# Directions for this task
Beneath this sentence is a set of records; write each of them out exactly.

Records excerpted from a collection:
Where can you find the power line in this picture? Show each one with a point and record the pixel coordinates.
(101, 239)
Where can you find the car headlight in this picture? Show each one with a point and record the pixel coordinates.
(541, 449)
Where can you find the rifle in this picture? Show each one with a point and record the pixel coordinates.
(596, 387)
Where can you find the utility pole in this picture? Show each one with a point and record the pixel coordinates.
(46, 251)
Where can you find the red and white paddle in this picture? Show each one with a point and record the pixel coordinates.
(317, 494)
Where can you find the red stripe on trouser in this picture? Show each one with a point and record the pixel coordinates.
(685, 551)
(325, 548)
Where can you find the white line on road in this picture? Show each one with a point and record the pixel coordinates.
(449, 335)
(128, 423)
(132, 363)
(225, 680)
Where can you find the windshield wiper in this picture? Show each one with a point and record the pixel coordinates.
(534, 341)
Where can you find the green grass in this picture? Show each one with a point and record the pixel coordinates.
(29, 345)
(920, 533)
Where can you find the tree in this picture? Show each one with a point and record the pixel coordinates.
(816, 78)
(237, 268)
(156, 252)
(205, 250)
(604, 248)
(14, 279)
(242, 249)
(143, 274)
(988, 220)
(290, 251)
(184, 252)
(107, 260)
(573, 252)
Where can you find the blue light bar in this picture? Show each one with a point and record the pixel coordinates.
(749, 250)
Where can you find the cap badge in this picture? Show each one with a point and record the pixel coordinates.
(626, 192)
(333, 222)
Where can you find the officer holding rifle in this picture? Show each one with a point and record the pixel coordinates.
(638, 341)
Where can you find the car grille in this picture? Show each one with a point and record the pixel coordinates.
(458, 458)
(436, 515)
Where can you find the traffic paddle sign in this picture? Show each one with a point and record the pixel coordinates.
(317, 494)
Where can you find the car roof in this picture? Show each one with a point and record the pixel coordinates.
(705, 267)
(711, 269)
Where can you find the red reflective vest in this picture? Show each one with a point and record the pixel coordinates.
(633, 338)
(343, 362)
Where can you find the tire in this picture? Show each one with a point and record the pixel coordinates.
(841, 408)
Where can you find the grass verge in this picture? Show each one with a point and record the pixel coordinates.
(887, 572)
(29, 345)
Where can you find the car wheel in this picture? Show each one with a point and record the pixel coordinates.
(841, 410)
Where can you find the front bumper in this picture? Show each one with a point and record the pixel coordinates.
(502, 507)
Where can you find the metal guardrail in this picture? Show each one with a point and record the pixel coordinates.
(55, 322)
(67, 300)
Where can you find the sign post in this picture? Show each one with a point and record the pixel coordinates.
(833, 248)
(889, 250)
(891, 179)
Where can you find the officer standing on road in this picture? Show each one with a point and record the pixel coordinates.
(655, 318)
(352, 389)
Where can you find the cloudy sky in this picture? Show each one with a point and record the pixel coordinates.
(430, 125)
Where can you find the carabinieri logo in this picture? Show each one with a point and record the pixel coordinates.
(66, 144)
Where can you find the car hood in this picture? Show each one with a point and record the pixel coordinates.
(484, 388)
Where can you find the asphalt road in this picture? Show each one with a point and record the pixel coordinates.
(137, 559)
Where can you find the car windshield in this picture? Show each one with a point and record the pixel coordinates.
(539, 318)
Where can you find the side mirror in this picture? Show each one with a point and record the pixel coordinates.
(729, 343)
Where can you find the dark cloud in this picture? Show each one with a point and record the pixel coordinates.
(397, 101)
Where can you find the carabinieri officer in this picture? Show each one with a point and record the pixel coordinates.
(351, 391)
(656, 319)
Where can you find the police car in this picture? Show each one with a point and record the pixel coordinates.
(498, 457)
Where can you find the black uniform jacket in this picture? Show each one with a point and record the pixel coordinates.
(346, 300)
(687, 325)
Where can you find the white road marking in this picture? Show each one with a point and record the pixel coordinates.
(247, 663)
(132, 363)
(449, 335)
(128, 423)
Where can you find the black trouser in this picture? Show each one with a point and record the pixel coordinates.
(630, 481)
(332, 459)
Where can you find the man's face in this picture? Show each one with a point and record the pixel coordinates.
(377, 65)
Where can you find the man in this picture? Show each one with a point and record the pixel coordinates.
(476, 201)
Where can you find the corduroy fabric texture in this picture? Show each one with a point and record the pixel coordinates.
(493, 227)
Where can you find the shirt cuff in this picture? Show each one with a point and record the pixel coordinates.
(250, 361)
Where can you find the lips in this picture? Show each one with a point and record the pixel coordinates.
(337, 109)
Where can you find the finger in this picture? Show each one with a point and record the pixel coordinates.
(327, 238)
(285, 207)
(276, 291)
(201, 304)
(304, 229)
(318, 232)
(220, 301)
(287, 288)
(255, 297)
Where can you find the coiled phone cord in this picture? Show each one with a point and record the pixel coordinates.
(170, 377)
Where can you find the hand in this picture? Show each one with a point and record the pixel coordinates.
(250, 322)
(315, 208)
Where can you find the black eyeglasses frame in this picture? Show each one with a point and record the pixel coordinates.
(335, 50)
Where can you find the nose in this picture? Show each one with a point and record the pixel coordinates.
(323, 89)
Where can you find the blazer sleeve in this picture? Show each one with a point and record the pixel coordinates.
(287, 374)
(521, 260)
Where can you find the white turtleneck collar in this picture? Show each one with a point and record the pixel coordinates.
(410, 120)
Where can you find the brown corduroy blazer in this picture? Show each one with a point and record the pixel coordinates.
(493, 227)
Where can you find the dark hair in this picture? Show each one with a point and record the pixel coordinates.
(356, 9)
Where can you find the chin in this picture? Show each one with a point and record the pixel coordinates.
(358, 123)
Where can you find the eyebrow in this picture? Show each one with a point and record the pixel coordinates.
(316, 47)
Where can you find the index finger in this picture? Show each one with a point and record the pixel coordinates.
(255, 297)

# Expected answer
Where can you find the power line in this picture? Show each one with a point and record the pixel coordinates.
(101, 239)
Where can you find the car headlight in this picture? Show each one with a point and record the pixel coordinates.
(541, 449)
Where can you find the rifle in this picture? Show each one with a point and record the pixel coordinates.
(596, 387)
Where can you find the utility pole in this picture? Show each one with a point and record the pixel coordinates.
(46, 251)
Where can you find the red and white paddle in this picture? Show each one with a point and record the pixel coordinates.
(317, 494)
Where can you find the red stripe on trouser in this picture? Show each one with a point and record the pixel coordinates.
(685, 551)
(325, 548)
Where can you find the white line on road in this picture? Show each one with a point and record the pixel coordinates.
(449, 335)
(128, 423)
(132, 363)
(225, 680)
Where can you find the windshield wiper in this picture? Show each one with a point and record the pixel coordinates.
(534, 341)
Where can you find the green grass in this picture? Show each one with a point and record the pixel coordinates.
(29, 345)
(920, 533)
Where can you find the tree in this picture? Show each one with a point and record the pixel coordinates.
(816, 78)
(237, 268)
(156, 252)
(205, 250)
(604, 248)
(14, 279)
(242, 249)
(143, 274)
(988, 220)
(290, 251)
(184, 252)
(107, 260)
(573, 252)
Where can you find the blue light bar in this picture? Show each one with a point and record the pixel coordinates.
(749, 250)
Where can you find the cap badge in this picture? Show each one with a point and record the pixel coordinates.
(626, 192)
(333, 222)
Where can you find the officer holding rifle in this picture? Show each one with a point and record the pixel coordinates.
(638, 341)
Where can you find the car grille in this picture? Show each one with a point and record the pixel coordinates.
(458, 458)
(436, 515)
Where can you find the traffic paddle sign in this picture? Show each one with a point and record the pixel coordinates.
(317, 494)
Where can you find the car roof in this picture? Show each one with a point and record the pixel coordinates.
(705, 267)
(711, 269)
Where can you find the red reflective vest in this picture? Show each one with a point and record the pixel coordinates.
(633, 338)
(343, 362)
Where can you find the tire in this picture? Show each one with a point and record the pixel coordinates.
(841, 408)
Where can you find the grass verge in this picture? Show each one with a point and record the pixel coordinates.
(887, 572)
(29, 345)
Where can you find the car wheel in this picture? Show each one with a point and record the pixel coordinates.
(841, 410)
Where can you find the front bumper in this picture? Show each one with a point and record the pixel coordinates.
(502, 507)
Where can you find the metal guardrail in this picture? Show each one with a point and record the pixel coordinates.
(55, 322)
(67, 300)
Where can you find the sign post in this picture? Show each one with a point and record the pixel coordinates.
(833, 248)
(889, 250)
(891, 179)
Where can you find the officer standing on road in this picture? Show each one with a point and record the pixel coordinates.
(655, 318)
(352, 389)
Where can you find the cloudy sky in this picture? Show each one with a point and record the pixel coordinates.
(430, 125)
Where can you find the carabinieri logo in this picture? Show each one with a point and record the pixel coordinates.
(66, 144)
Where can you find the car hood in this picture? Show each one with a point and record the pixel coordinates.
(484, 388)
Where can you find the asphalt road in this picture? Show each one with a point and record the pixel coordinates.
(137, 559)
Where can you find the car windshield in this picture? Show each one with a point and record the pixel coordinates.
(539, 318)
Where can you find the side mirror in this picture? Show each one with a point and record the pixel coordinates.
(729, 343)
Where can you find the dark cloud in this picture? Show each one with a point and record the pixel coordinates.
(397, 101)
Where can you find the carabinieri officer in this picture? Show each one with a point and record the pixel coordinates.
(351, 391)
(656, 319)
Where can you find the police car in this picture? Show each one with a point and record the pixel coordinates.
(498, 457)
Where can you find the black uniform jacket in this picture? Show each one with a point and record the pixel coordinates.
(346, 300)
(687, 325)
Where can you find the white road marking in this picture? Show each one with a point and record the pixel coordinates.
(247, 663)
(132, 363)
(449, 335)
(128, 423)
Where can you find the black trouser in this picture? Show each one with a point and record the pixel coordinates.
(630, 481)
(332, 459)
Where can you find the man's face in this picture? Show each one with a point and record the pixel coordinates.
(377, 65)
Where can you find the man in this picture? Show each one with a point and record the pixel coordinates.
(476, 201)
Where can you find the corduroy fabric texture in this picture? Show each one with a point and record the pixel coordinates.
(493, 227)
Where can you find the shirt cuff in this picture? Show each one with a point and record the pixel coordinates.
(250, 361)
Where can you find the lips in this picture? Show each one with a point and record the pixel coordinates.
(337, 109)
Where can you find the finger in this picture? Show each one with a point and record the pixel coordinates.
(327, 238)
(285, 207)
(276, 291)
(201, 304)
(304, 229)
(318, 232)
(220, 301)
(287, 288)
(255, 297)
Where can you find the coiled phone cord in this picture? Show each one with a point and record the pixel coordinates.
(170, 377)
Where can you find the hand in this picture? Show each one with a point and record the pixel coordinates.
(250, 322)
(315, 208)
Where can you find the black eyeglasses frame in this picture? Show each one with a point and record the pixel coordinates.
(335, 50)
Where can you find the nose in this picture? Show each one with a point and record the pixel coordinates.
(323, 89)
Where can you find the blazer sleeve in this picture? Show each one with a point and record the pixel coordinates.
(287, 374)
(521, 260)
Where can you find the white turtleneck collar in this picture? Show each one with a point and record the pixel coordinates.
(410, 120)
Where can you find the brown corduroy blazer in this picture? Show each one with a point and record the pixel coordinates.
(493, 227)
Where can you find the dark hair in this picture? Show each one with a point and record the pixel coordinates.
(356, 9)
Where can you find the chin in this picture? Show each one with a point and record the pixel coordinates.
(358, 123)
Where can you find the eyebrow in this picture? Show each one with a point and record the pixel coordinates.
(316, 47)
Where can you find the index finger in this picture? Show each one with a point and record the pixel coordinates.
(255, 297)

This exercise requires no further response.